About this task
Reproduce verbatim the passage of the forum thread below between "Oh my gawd." and "and my dogs.", inclusive.

Page text
----------------

Oh my gawd. You are so right! Let's NOT forget about them there snakes. I do not care what these so-called 'expert' herpetologists say. They do not avoid people -- not where I've been. I've had those suckers come after me -- more than a few times. The Mohaves are territorial. They got some crazy venom, and they ain't afraid of nothing! I live in terror for me and my dogs.

I'm more than happy to stay out of their way. The problem is that they won't stay out of mine. I still have the rattles of the little devil that came after me last year. I haven't decided yet, but I might make a piece of jewelry out of it


----------



## Noni

The saga continues...

The geese are relentless, although I think some are first-timers. It's the experienced ones who really worry me, because that means they still feel comfortable enough around here that they may nest here. They still sit on the neighbors' rooftops or across the creek "laughing" at me. I purchased an inexpensive pair of hip waders and now when the geese bob their heads and honk and stand there eating grass across the creek, feeling safe, I slip the hip waders on and slog across the creek as fast as I can and start to climb up the bank on the other side. A couple of times I've had to actually run across my neighbor's grass to almost grab the geese. Lucky for me, they've so far been shocked enough to see a person crossing the creek that they haven't attacked me yet, (and might not until they have a nest) but they have spread their feathers and hissed and spit at me before flying. I wish I could aim the slingshot at them when they're across the creek, but even just running on someone else's grass feels pretty daring, and there's no way I could do more. We've talked with neighbors, and while everyone along the creek hates the geese, there are a few who feel they are God's creatures and have as much right to be here as we do. (FYI, the people were here before the Canada geese, which are relatively new around here.)

----------------

Point localization data
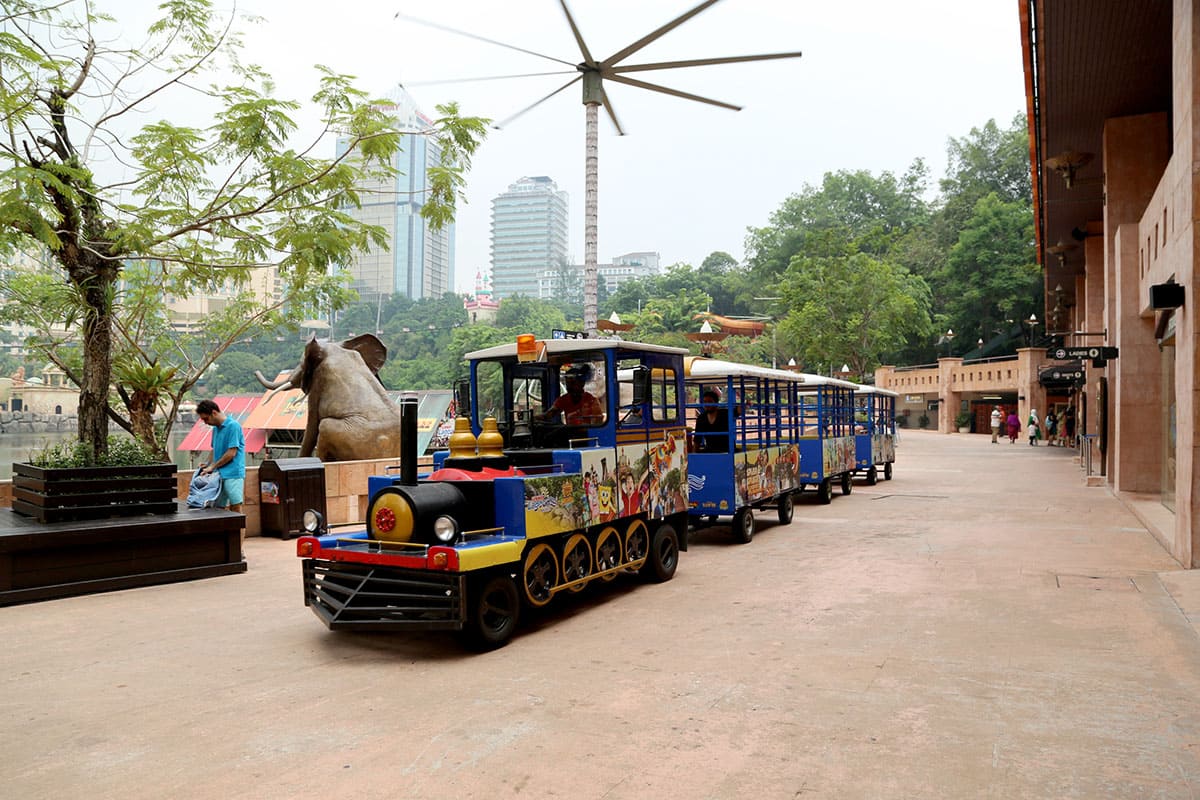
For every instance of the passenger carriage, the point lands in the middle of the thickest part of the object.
(527, 503)
(773, 431)
(827, 434)
(875, 432)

----------------

Your response
Oh my gawd. You are so right! Let's NOT forget about them there snakes. I do not care what these so-called 'expert' herpetologists say. They do not avoid people -- not where I've been. I've had those suckers come after me -- more than a few times. The Mohaves are territorial. They got some crazy venom, and they ain't afraid of nothing! I live in terror for me and my dogs.